→ COMPITI DA SVOLGERE:
1. Indica se ciascuna delle affermazioni seguenti concorda con l'intervista, rispondendo sì o no e citando le parole dell'intervista che lo stabiliscono: (a) Il titolo pensato in origine per l'album era "Canto male il gezz". (b) Nell'album la musica è nata prima dei testi. (c) Saverio Pepe ha cominciato come attore a sei anni.
2. Cita il tratto dell'intervista che va da "In realtà il" fino a "in questo lavoro.".

→ TESTO FORNITO:
# # # #
Iniziamo proprio dal titolo: perché canto male il jazz?
In realtà il titolo dell'album sarebbe dovuto essere, per via dell'ironia che mi contraddistingue, "Canto male il gezz", poi ho preferito non essere troppo irrispettoso nei confronti dei musicisti che hanno prestato il loro ingegno e la loro arte in questo lavoro.



Canto male il jazz è la tua opera prima. Come nasce l'idea?

Era nell'aria, mi accompagnava da anni ovunque andassi. «Canto male il jazz» è un album che parte dal testo, dalla poesia, dalla filastrocca. La musica è arrivata dopo e, se non avessi conosciuto Valter Sivilotti, compositore e grande mente musicale, forse non sarebbe mai arrivata. Credo che la sensibilità umana e artistica di Valter sia l'incarnazione di quell'anima, a volte giocosa e irriverente, a volte profonda e riflessiva, presente in ogni frase dei testi che scrivo. Volevo che questo lavoro potesse essere l'applicativo di un concetto che è propriamente jazz: mescolare, amalgamare, improvvisare. La scrittura della linea melodica e della sua armonizzazione riservano ricercate dissonanze che rendono l'ambiente sonoro di matrice jazzistica anche quando il brano è, per esempio, un'habanera o uno slow waltz.

Un po' cantautore, un po' entertainer, un po' jazzista. Chi è Saverio Pepe?
Artisticamente nasco come attore direttamente sulle tavole del teatro, avevo 6 anni. Poi il canto, la mia prima band si chiamava The Bluecrackers Band, suonavamo Blues e Rhythm 'n' Blues in giro per i locali. Figli di B.B. King, Eric Clapton, Stevie Ray Vaughan, dei Blues Brothers e dei Committments. Perennemente ispirato al piglio artistico di Renzo Arbore sono approdato alla televisione: presentatore, autore, produttore di programmi in onda nelle emittenti locali partoriti in quei piccoli laboratori spesso fucina di belle idee.  Non ho smesso di cantare neanche quando ero "in onda". Ad un certo punto ho messo da parte il blues. Ho iniziato a mescolare gli ascolti: i cantautori italiani e il jazz della tradizione e da sempre sono alla ricerca dei punti in comune. Gli studi in Conservatorio del canto jazz mi hanno permesso di approfondire alcune tecniche vocali, ma soprattutto di sperimentare nuove soluzioni possibili di commistione fra jazz e cantautorato italiano. Oggi a distanza di anni, posso dire ostentando una certa sicurezza, che sono un raffinato amante del gezzzz: vivo l'ambiente del jazz, ascolto jazz, ho studiato il jazz, sono circondato da musicisti jazz, ma tutto sono tranne che jazzista. Cantautore? Forse.

Quindi qual è la categoria alla quale appartieni?
Cantattore, ecco sento appartenermi molto il concetto di cantattore. È una figura artistica che mi permette di esprimere quello che scrivo oltre che con le corde vocali anche con la mimica e la gestualità. Il mio obiettivo è raccontare. Ricordi la maestra quando eravamo bambini? Per rendere interessante la favola, leggeva, cantava e le espressioni del viso cambiavano assieme all'intonazione della voce quando faceva parlare questo o quel personaggio. Questo accade ascoltando il disco, questo accade assistendo allo spettacolo dal vivo.
# # # #
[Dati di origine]

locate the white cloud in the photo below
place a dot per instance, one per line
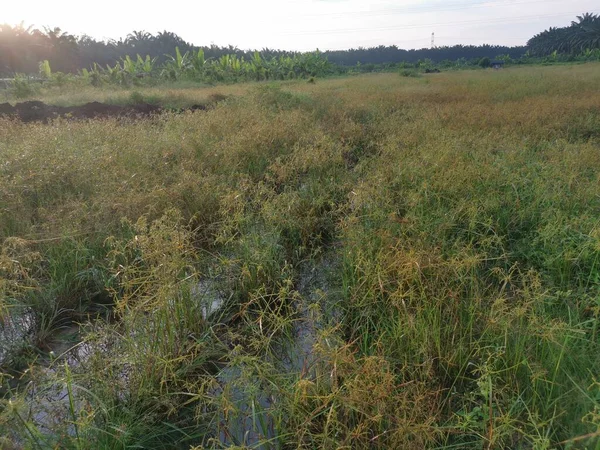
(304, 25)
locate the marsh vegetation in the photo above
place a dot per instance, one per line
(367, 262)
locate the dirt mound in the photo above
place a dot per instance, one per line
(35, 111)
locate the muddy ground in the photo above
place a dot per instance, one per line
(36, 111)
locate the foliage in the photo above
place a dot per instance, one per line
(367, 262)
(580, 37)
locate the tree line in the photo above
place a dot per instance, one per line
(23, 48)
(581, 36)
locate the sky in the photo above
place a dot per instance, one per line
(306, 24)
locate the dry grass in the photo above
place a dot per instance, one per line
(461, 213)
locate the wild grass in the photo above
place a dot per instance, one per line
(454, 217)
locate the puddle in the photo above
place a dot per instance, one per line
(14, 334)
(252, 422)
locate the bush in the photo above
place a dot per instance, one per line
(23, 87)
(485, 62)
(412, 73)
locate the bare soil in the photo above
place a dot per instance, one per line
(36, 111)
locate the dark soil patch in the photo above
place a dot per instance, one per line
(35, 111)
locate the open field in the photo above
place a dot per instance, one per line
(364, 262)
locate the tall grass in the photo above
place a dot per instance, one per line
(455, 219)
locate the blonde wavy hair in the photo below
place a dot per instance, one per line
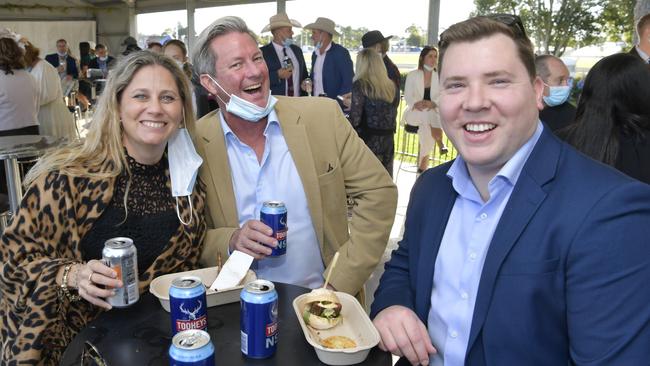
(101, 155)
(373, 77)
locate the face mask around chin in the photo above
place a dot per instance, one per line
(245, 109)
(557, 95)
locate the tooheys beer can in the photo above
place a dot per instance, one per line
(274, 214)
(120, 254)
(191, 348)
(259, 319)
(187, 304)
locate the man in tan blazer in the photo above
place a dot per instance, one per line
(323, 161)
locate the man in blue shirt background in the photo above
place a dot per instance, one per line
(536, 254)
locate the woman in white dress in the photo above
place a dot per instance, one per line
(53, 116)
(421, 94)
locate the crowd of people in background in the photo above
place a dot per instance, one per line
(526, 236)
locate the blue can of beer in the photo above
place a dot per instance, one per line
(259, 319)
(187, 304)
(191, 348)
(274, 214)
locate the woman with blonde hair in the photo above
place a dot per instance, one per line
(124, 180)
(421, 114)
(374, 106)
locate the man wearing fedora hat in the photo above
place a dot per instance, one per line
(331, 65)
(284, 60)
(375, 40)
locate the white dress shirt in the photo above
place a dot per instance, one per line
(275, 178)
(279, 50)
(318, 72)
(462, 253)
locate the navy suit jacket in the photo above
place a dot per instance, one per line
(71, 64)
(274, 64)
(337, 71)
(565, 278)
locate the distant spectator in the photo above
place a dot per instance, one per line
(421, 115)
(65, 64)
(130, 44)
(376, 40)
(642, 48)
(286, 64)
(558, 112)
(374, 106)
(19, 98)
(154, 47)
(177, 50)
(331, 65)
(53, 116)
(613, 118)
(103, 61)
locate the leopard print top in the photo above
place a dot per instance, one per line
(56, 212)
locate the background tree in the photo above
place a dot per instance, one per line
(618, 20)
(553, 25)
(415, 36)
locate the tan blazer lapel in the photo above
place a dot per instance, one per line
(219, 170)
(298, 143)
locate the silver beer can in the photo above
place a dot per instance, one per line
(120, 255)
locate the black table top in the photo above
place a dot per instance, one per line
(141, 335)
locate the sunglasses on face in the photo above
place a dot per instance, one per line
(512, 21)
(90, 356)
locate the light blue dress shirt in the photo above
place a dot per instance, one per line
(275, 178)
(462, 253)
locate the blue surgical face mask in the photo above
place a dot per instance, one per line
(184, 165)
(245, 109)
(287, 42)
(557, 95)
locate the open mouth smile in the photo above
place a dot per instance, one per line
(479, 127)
# # # #
→ RISPOSTE AI COMPITI:
1.
(a) Sì: «il titolo dell'album sarebbe dovuto essere, per via dell'ironia che mi contraddistingue, "Canto male il gezz"».
(b) No: «La musica è arrivata dopo».
(c) Sì: «Artisticamente nasco come attore direttamente sulle tavole del teatro, avevo 6 anni».

2.
In realtà il titolo dell'album sarebbe dovuto essere, per via dell'ironia che mi contraddistingue, "Canto male il gezz", poi ho preferito non essere troppo irrispettoso nei confronti dei musicisti che hanno prestato il loro ingegno e la loro arte in questo lavoro.